=== Assignment ===
The answer must be every line below that contains the string "blue".

BEGIN Input data

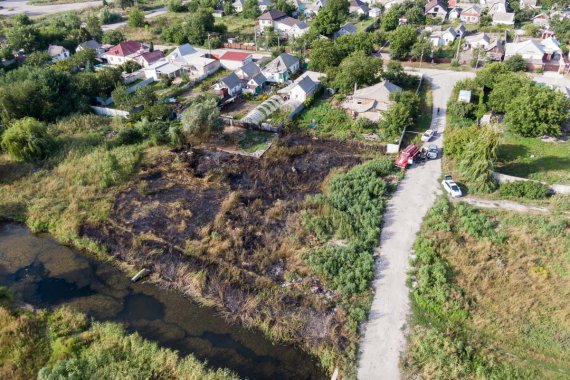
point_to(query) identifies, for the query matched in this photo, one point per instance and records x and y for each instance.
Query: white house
(125, 51)
(238, 5)
(370, 102)
(197, 65)
(442, 38)
(233, 60)
(504, 18)
(480, 40)
(58, 53)
(436, 8)
(305, 88)
(229, 86)
(281, 68)
(348, 28)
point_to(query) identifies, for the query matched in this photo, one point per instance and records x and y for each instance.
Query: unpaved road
(22, 6)
(383, 335)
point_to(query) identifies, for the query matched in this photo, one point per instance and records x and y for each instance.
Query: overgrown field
(283, 243)
(490, 296)
(65, 344)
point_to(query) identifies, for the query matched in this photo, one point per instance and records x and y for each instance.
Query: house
(291, 27)
(302, 90)
(495, 51)
(480, 40)
(196, 65)
(91, 44)
(460, 31)
(229, 86)
(148, 58)
(280, 69)
(369, 102)
(539, 54)
(374, 12)
(529, 4)
(268, 19)
(58, 53)
(238, 5)
(442, 38)
(542, 20)
(125, 51)
(162, 69)
(464, 96)
(504, 18)
(348, 28)
(358, 7)
(436, 8)
(471, 14)
(248, 71)
(264, 5)
(233, 60)
(455, 13)
(495, 6)
(255, 84)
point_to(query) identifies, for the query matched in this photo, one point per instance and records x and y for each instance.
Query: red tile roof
(235, 56)
(152, 56)
(126, 48)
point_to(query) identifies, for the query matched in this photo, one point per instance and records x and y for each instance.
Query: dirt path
(383, 335)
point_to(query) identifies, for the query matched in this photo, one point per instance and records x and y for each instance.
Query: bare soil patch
(226, 229)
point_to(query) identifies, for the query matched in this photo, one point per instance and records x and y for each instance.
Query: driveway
(13, 7)
(383, 336)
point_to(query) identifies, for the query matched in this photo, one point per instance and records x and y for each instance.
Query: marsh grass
(488, 307)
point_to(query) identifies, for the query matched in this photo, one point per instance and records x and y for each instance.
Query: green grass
(237, 24)
(489, 296)
(254, 141)
(550, 164)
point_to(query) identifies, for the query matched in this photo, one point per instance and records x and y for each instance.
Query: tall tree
(330, 17)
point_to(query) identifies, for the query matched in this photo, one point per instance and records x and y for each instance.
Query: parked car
(451, 187)
(407, 156)
(432, 152)
(428, 135)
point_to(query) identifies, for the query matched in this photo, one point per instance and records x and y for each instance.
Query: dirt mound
(224, 227)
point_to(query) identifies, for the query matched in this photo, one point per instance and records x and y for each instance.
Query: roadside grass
(550, 162)
(63, 344)
(489, 293)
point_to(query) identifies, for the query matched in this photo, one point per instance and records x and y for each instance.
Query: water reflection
(46, 274)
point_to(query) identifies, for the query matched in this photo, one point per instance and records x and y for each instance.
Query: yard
(533, 158)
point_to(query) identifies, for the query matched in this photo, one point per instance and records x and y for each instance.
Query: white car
(452, 189)
(428, 135)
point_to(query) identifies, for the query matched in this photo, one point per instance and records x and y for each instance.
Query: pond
(45, 274)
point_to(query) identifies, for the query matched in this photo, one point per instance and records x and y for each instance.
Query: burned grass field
(229, 230)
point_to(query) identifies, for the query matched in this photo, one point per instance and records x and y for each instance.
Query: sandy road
(383, 336)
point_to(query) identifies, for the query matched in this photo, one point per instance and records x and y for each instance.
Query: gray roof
(283, 62)
(259, 79)
(307, 85)
(250, 69)
(231, 81)
(91, 44)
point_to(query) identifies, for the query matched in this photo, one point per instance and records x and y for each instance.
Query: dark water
(45, 274)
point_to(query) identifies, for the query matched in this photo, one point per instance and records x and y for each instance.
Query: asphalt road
(13, 7)
(383, 336)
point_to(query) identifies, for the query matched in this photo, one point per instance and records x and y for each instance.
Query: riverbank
(229, 231)
(64, 343)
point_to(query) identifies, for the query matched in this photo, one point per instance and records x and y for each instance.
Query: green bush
(524, 189)
(27, 140)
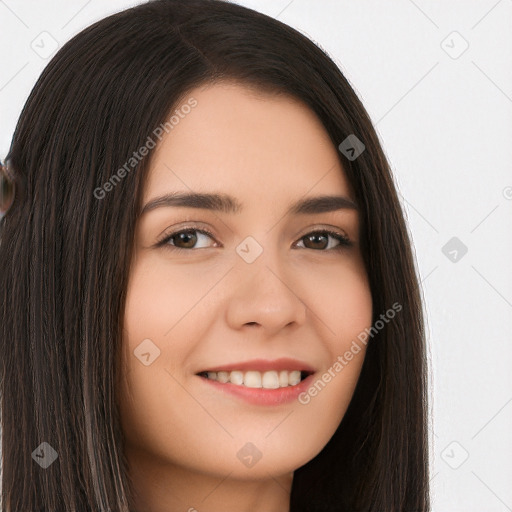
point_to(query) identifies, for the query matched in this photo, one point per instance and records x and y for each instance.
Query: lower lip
(262, 396)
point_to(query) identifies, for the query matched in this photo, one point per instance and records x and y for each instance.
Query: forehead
(247, 143)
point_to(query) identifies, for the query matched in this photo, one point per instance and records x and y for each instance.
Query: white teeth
(254, 379)
(294, 378)
(236, 378)
(270, 380)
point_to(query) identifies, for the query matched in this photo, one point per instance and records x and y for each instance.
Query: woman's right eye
(186, 237)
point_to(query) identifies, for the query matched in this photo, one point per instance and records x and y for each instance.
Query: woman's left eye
(318, 240)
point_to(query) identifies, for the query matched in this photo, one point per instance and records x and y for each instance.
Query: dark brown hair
(65, 258)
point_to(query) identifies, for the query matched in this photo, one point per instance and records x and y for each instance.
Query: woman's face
(262, 296)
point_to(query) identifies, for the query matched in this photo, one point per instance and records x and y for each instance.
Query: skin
(205, 306)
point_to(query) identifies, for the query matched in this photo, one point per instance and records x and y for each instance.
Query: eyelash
(345, 242)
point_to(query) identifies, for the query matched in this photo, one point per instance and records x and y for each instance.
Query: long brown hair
(65, 257)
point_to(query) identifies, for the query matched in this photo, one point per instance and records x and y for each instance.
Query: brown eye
(319, 240)
(184, 239)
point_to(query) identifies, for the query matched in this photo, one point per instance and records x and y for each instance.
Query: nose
(263, 293)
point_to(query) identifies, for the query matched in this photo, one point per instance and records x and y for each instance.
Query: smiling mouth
(272, 379)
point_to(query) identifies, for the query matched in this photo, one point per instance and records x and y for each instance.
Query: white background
(445, 121)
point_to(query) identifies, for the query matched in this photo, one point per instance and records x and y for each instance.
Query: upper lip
(262, 365)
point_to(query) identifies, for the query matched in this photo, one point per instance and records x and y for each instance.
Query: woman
(208, 295)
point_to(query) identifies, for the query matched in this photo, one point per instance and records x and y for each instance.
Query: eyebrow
(228, 204)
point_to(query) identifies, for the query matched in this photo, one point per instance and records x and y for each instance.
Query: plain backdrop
(436, 79)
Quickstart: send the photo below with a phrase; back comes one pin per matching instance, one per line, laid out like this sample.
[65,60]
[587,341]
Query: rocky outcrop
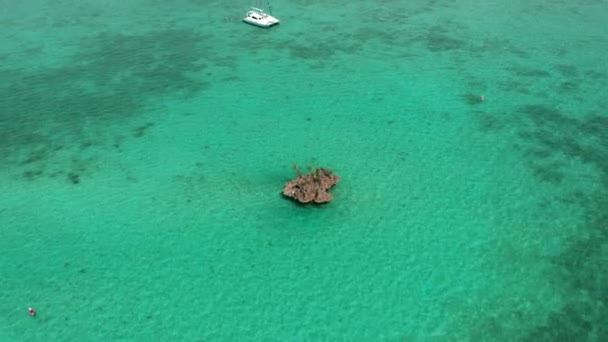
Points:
[312,187]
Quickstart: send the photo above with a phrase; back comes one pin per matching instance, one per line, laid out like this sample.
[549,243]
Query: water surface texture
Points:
[144,145]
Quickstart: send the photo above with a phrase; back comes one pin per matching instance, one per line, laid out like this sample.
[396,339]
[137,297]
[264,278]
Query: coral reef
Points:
[312,187]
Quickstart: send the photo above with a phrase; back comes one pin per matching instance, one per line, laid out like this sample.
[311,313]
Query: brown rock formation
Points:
[312,187]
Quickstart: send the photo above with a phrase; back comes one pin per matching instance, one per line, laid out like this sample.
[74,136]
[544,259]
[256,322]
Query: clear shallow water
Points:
[143,152]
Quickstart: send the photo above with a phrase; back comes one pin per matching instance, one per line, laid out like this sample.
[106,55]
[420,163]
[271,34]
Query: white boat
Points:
[258,17]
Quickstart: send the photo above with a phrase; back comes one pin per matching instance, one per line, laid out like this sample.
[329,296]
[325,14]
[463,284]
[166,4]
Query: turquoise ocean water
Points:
[144,145]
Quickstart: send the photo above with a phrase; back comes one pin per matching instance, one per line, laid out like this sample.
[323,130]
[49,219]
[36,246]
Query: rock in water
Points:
[312,187]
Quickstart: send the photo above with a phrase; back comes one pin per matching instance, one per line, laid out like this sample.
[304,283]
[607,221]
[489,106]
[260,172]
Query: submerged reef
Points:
[312,187]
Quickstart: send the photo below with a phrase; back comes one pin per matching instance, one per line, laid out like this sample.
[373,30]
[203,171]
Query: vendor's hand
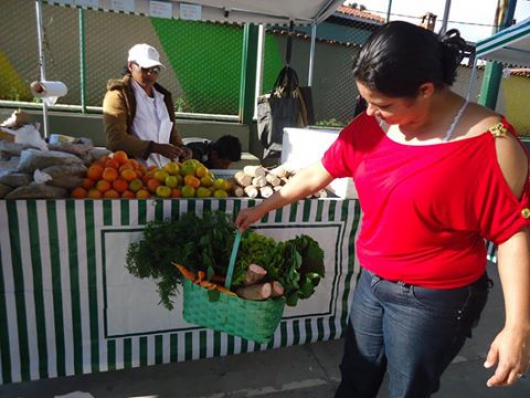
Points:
[511,352]
[246,217]
[187,153]
[167,150]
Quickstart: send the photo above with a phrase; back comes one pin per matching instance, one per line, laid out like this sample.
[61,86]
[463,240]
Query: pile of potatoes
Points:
[259,182]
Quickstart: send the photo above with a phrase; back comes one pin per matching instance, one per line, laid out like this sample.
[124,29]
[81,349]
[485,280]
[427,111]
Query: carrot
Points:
[207,285]
[255,292]
[224,290]
[185,272]
[200,277]
[219,279]
[254,274]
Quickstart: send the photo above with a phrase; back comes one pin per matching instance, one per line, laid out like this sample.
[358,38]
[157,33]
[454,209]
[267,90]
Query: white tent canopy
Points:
[241,11]
[267,11]
[510,46]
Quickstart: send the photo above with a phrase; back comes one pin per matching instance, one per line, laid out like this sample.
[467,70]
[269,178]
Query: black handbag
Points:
[287,105]
[278,109]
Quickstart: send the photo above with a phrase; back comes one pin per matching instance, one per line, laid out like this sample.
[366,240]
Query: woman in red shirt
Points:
[435,175]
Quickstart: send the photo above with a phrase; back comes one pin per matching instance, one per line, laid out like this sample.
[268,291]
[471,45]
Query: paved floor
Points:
[309,371]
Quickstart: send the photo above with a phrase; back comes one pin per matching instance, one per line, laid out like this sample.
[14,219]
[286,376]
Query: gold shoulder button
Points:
[498,130]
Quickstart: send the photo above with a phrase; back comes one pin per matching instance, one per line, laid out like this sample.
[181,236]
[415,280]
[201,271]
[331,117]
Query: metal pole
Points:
[445,19]
[493,72]
[388,10]
[82,57]
[40,34]
[472,79]
[312,54]
[259,65]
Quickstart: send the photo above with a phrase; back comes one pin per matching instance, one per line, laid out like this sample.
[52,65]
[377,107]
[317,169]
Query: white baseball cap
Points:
[144,55]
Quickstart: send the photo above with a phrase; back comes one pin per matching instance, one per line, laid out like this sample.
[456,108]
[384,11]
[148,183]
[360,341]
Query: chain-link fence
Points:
[84,48]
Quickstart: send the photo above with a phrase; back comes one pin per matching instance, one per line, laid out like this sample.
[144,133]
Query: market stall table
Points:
[70,307]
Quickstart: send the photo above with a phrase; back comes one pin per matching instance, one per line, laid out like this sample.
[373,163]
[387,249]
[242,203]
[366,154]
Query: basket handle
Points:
[233,256]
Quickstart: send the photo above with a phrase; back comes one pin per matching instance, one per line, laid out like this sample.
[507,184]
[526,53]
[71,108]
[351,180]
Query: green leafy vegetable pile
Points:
[205,244]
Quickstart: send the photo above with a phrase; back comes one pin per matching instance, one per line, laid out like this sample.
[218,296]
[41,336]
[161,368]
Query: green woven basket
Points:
[251,320]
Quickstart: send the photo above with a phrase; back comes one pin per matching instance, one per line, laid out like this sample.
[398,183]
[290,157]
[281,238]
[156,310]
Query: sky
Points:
[473,18]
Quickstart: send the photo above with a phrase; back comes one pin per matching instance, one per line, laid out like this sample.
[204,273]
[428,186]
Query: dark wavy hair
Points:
[228,147]
[400,57]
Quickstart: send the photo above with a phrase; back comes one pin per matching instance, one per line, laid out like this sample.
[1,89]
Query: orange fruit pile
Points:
[112,177]
[116,176]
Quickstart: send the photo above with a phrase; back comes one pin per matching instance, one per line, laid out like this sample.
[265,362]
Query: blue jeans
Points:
[413,333]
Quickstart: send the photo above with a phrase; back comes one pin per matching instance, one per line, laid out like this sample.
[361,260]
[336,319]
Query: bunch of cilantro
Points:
[205,244]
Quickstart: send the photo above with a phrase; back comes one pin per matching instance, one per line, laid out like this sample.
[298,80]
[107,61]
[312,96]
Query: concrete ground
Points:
[309,371]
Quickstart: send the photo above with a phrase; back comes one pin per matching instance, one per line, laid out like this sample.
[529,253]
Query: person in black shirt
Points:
[215,154]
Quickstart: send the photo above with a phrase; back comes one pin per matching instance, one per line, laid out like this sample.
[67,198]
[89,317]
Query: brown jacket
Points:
[119,110]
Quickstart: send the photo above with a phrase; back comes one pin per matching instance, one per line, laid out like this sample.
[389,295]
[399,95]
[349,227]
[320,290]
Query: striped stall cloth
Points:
[68,305]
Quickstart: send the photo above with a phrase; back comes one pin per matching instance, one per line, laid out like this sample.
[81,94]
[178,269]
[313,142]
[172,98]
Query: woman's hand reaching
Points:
[510,352]
[171,151]
[247,217]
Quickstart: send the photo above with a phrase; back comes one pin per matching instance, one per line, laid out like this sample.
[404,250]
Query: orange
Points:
[129,174]
[111,194]
[153,184]
[201,171]
[134,164]
[112,163]
[120,185]
[139,166]
[143,194]
[109,174]
[79,193]
[93,193]
[128,194]
[192,181]
[135,185]
[188,191]
[176,193]
[207,181]
[163,192]
[161,175]
[103,185]
[147,176]
[121,157]
[125,166]
[88,183]
[103,160]
[94,172]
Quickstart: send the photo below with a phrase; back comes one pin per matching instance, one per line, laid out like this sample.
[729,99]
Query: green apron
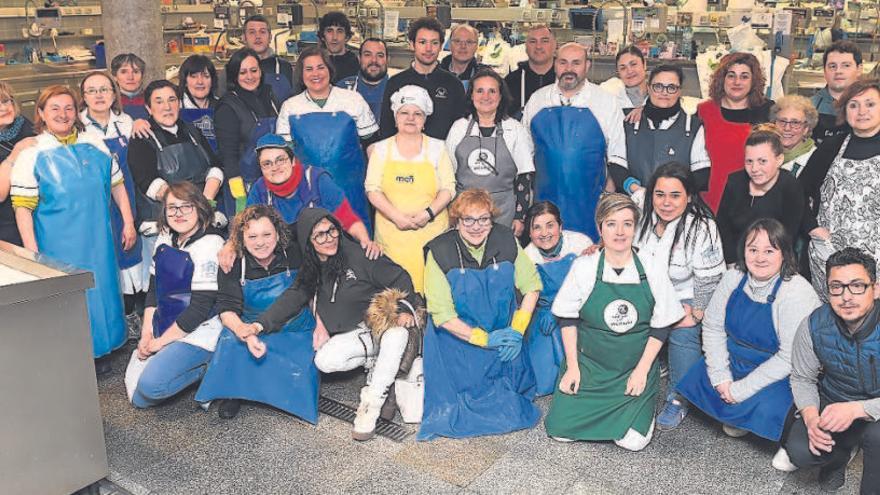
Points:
[612,335]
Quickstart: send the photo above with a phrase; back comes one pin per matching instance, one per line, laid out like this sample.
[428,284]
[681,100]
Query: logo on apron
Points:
[482,162]
[621,316]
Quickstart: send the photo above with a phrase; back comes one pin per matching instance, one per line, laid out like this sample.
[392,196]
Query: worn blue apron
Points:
[751,340]
[203,120]
[469,392]
[174,271]
[286,376]
[118,147]
[570,164]
[544,338]
[330,141]
[72,225]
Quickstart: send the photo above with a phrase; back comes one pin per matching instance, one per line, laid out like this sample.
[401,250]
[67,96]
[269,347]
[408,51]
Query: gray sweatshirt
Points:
[805,367]
[795,301]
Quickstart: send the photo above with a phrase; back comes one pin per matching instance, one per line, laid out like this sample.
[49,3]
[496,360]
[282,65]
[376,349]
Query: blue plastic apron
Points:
[469,392]
[203,120]
[174,270]
[118,147]
[72,225]
[286,376]
[751,340]
[544,338]
[330,141]
[570,164]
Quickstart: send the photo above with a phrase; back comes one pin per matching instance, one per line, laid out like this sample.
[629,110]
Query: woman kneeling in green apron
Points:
[614,308]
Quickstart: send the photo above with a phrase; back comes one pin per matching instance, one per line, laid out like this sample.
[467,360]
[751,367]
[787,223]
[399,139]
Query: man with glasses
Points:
[842,63]
[834,379]
[447,94]
[462,59]
[664,133]
[277,72]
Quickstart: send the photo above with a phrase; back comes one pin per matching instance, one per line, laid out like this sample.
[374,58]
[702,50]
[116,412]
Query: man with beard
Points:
[575,128]
[371,78]
[447,94]
[534,73]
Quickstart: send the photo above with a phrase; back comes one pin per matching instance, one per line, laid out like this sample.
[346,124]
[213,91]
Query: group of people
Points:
[513,237]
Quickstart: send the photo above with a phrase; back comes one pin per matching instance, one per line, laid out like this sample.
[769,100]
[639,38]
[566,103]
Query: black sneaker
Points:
[228,408]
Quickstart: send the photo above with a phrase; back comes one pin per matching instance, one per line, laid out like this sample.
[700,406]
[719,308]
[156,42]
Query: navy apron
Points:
[118,147]
[570,164]
[544,338]
[469,392]
[174,270]
[72,225]
[330,141]
[751,340]
[286,376]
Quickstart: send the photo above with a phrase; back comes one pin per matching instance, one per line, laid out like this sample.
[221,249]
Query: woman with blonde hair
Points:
[615,308]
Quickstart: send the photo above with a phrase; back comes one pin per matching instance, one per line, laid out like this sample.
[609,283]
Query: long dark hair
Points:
[309,277]
[696,207]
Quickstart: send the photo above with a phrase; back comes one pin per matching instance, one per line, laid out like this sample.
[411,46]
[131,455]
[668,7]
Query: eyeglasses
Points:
[794,125]
[95,91]
[482,221]
[856,288]
[281,160]
[177,210]
[669,89]
[326,235]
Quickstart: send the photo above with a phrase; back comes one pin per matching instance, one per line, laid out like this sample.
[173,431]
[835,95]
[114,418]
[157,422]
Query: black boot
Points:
[229,408]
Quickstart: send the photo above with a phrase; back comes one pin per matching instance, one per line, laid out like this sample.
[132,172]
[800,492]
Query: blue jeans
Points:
[684,351]
[177,366]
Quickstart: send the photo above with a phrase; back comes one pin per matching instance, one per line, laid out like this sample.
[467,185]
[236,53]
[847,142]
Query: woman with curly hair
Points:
[277,368]
[737,101]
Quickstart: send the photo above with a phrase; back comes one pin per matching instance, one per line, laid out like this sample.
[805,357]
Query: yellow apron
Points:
[410,186]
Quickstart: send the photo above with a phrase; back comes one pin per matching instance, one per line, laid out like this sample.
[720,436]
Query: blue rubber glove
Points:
[503,336]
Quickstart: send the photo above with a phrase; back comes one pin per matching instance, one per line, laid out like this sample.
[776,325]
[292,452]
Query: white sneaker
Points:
[781,462]
[733,431]
[367,415]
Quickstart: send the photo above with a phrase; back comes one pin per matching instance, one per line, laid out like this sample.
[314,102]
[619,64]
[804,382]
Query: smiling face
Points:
[545,231]
[738,82]
[316,75]
[670,199]
[275,164]
[762,164]
[618,230]
[763,261]
[631,70]
[863,113]
[261,239]
[129,78]
[164,106]
[249,74]
[486,96]
[59,115]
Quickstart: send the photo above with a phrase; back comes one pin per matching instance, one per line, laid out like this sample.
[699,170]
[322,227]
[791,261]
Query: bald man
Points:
[578,131]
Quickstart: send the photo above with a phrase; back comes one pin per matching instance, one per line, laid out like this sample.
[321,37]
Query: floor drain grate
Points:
[346,413]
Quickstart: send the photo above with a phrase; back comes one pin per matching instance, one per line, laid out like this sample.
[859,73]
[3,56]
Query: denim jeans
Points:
[177,366]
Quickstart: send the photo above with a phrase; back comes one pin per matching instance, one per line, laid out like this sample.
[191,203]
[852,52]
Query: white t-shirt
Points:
[572,243]
[340,100]
[581,279]
[606,110]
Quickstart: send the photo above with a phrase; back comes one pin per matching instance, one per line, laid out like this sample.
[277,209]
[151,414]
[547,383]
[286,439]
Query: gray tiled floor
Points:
[179,448]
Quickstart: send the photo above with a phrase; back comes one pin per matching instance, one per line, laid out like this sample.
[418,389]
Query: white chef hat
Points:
[412,95]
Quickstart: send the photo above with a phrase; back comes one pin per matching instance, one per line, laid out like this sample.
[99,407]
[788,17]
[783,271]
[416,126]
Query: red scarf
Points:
[287,187]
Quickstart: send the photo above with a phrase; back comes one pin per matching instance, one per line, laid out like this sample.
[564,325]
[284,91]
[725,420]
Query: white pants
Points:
[634,440]
[349,350]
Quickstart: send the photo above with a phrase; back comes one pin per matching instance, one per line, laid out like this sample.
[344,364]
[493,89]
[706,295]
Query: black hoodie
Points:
[341,301]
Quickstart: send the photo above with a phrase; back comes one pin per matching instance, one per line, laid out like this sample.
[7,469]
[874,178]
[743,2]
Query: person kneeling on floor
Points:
[840,409]
[342,282]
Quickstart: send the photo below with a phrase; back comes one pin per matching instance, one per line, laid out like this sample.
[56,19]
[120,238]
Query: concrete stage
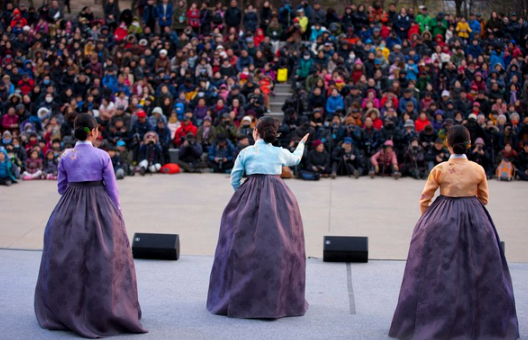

END Input data

=== Answer box ===
Query: blue jeans
Query: worn blue apron
Query: blue plastic apron
Query: blue jeans
Query: blue rubber glove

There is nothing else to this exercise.